→ Условия задания:
(1) Сколько из десяти условно опрошенных, согласно эссе о благодати и вдохновении, искренне затрудняются ответить?
(2) Перепишите из эссе о благодати и вдохновении отрывок, который начинается со слов «Из десяти условно» и заканчивается словами «Вдохновение-слух, вдохновение-воля, вдохновение-зрение...», заменив в нем «восторгом» на «упоением».
(3) Продолжите эссе о благодати и вдохновении, написав следующую часть после последнего приведенного предложения.

Russian Journal winkoimacdos
18.03.98
Содержание
www.russ.ru www.russ.ru
1/8 мира архивпоискотзыв

Параллельный мир

Леонид Костюков

1. Штирлиц

Остановиться на мгновение,
Взглянуть на Сену и дома,
Испытывая вдохновение,
Почти сводящее с ума.

Г. Иванов

Снисходила ли на вас благодать?

Однако вопросик! Впрочем, если вы настаиваете...

Из десяти условно опрошенных один выдает твердое "да", другой - твердое "нет". Остальные восемь помимо того, что не спешат заголять душу, еще и совершенно искренне затрудняются ответить. Вроде бы... С одной стороны...

Столь же трудноуловимое ощущение сопровождает - не всегда, редко! - чтение художественного текста - немного неточно будет назвать его восторгом; может быть, точнее - сочувствием, резонансом читателя и автора, читателя и произведения. Вспомним - у Тютчева:

...И нам сочувствие дается,
Как нам дается благодать.

Еще одно особое состояние сопутствует так называемому "творчеству" - и тоже далеко не всегда. Вдохновение - конечно, оно. При всем разнообразии форм - то опустошающее автора, проводящее его через страшное сопротивление материала, то, наоборот, сообщающее процессу поразительную легкость. Вдохновение-слух, вдохновение-воля, вдохновение-зрение...

Если только они все не врут... но - маловероятно, ради чего?..

Добавим к нашему странному и немодному списку еще одно самостоятельное чувство - чувство удачи, твердая внутренняя констатация автором рождения живого, близкая, наверное, состоявшемуся материнству. И тоже - не всегда, даже не при каждой внешне различимой удаче.

Как зыбок и труден сам разговор об ощущениях! Ну не смешно ли: согласно фундаментальным философским наворотам, ощущения - единственная несомненная данность, вот даже Останкинской башни, может быть, нет, а есть только мой устойчивый глюк в форме Останкинской башни. Но стоит договориться о мелочи - бытии объективного мира, - как уже ощущения мерцают и буксуют.

И еще одна оговорка - все (извините) категории литературной благодати, о которых упоминалось выше, должны переживаться сильно. Слабо, как наведенные токи, мы ощущаем сходные эмоции на каждом шагу. Приятно полистать стишки. В конце индийского фильма, бывает, если не всплакнешь, то шмыгнешь носом. И к плохому поэту залетает флегматичная муза, и даже клея стенгазету, испытываешь приподнятость. Решишь кроссворд - небольшой катарсис. Да и в церкви - благодать не благодать, но... такое спокойствие, торжественность и этот... трепет, да, не без трепета. А может быть, это и есть благодать?

Фрагмент набора данных:

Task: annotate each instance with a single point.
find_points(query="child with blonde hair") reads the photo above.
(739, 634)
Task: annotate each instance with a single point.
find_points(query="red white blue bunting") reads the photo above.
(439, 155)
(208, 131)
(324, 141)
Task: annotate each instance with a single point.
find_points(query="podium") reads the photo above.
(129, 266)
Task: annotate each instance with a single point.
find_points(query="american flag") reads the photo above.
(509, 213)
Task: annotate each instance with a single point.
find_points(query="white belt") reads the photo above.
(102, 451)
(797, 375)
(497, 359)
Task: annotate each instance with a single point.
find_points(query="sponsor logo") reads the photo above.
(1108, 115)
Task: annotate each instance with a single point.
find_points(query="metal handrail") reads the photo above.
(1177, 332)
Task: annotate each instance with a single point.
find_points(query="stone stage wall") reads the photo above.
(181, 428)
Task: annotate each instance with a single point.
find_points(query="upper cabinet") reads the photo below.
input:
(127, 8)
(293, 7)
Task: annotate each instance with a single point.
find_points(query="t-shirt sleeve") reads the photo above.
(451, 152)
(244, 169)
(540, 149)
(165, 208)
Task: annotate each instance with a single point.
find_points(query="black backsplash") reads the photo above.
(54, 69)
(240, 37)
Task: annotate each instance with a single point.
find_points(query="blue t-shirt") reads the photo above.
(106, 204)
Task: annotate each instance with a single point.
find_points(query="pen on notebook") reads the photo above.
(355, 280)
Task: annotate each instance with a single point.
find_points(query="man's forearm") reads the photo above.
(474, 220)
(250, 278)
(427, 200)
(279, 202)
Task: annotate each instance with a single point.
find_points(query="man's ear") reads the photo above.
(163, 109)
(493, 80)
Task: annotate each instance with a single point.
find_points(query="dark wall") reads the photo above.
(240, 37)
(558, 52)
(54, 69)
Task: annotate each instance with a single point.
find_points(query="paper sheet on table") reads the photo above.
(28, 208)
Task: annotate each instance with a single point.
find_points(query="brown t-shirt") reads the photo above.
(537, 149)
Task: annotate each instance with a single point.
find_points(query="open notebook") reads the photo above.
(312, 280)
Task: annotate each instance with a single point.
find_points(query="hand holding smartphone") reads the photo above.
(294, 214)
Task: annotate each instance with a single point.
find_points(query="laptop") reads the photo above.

→ Ответы к заданиям:
(1) Восемь.

(2)
Из десяти условно опрошенных один выдает твердое "да", другой - твердое "нет". Остальные восемь помимо того, что не спешат заголять душу, еще и совершенно искренне затрудняются ответить. Вроде бы... С одной стороны...

Столь же трудноуловимое ощущение сопровождает - не всегда, редко! - чтение художественного текста - немного неточно будет назвать его упоением; может быть, точнее - сочувствием, резонансом читателя и автора, читателя и произведения. Вспомним - у Тютчева:

...И нам сочувствие дается,
Как нам дается благодать.

Еще одно особое состояние сопутствует так называемому "творчеству" - и тоже далеко не всегда. Вдохновение - конечно, оно. При всем разнообразии форм - то опустошающее автора, проводящее его через страшное сопротивление материала, то, наоборот, сообщающее процессу поразительную легкость. Вдохновение-слух, вдохновение-воля, вдохновение-зрение...

(3)
А этот веселый кураж - вдохновение?

И так далее?

Может быть. Но не на страницах этой статьи.

Я не могу вам доказать, что сочувствие, вдохновение и ощущение создания живого действительно существуют. Если бы даже я впал в метафизическую истерику и начал бить себя в грудь, вы бы этого не расслышали. Мне остается лишь апеллировать к вашему опыту - или разве что к такому доверию, на которое я сам бы не оказался способен.

Не признающим же существования означенных категорий мне сегодня нечего сообщить. Приношу им искренние извинения и сердечно прощаюсь. Дадим им минуту на то, чтобы уйти.

Итак, все это есть. Что от этого меняется?

Да все и меняется.

Если быть, то быть первым. Признав бытие особых, благодатных состояний читателя и автора, мы не сможем не признать их самоценность и, главное, центральное их место в литературе.

Стоит ли тут тратить слова? "Преступление и наказание" - посредственный детектив, потому что мы заранее знаем, кто убил старушку, и потому что много лишнего, и потому что Порфирий тоже все быстро понимает, и потому что преступник и сыщик играют не по правилам. Но некоторым читателям (нам с вами) этот посредственный детектив интереснее, чем образцовый Чейз. И, говоря о том, что Достоевский выше Чейза, мы неизбежно очертим словами территорию невыразимого, недоступного честной филологии.

Пересказ удара током.

А вот Вася в это все не врубается. Он, Марья Ивановна, не отличает Пушкина от Егора Исаева. А еще он на перемене говорил, что вообще не попадает, зачем эта вся бодяга - одни дураки пишут о чем не было, а другие читают.

Не плачь, Вася. Ну и что? И такие люди находят место в жизни. Ты можешь стать великим ученым или знаменитым хирургом. Уж не говоря - футболистом, шофером, шахтером.

А еще, Васенька, - добавим от себя, - поэтом, прозаиком, литературным критиком.

Будет вполне естественно с точки зрения русского языка саму способность "влипать" в измененные состояния назвать даром. Соответственно литератора, лишенного этой способности, мы назовем бездарным. Это такие термины.


А теперь зададимся странным на первый взгляд вопросом: так ли уж обязательно и тотально плох текст бездарного литератора?

Сам литератор может быть - при вполне специфической ущербности узкомистического плана - человеком умным, остроумным, изящным. Таким может быть и его текст.

Он может натаскать нам кучу полезной информации. Он может состряпать безупречный по технике сонет. Он может оказаться культурнее нас с вами и свести в один узелок пятьдесят аллюзивных нитей.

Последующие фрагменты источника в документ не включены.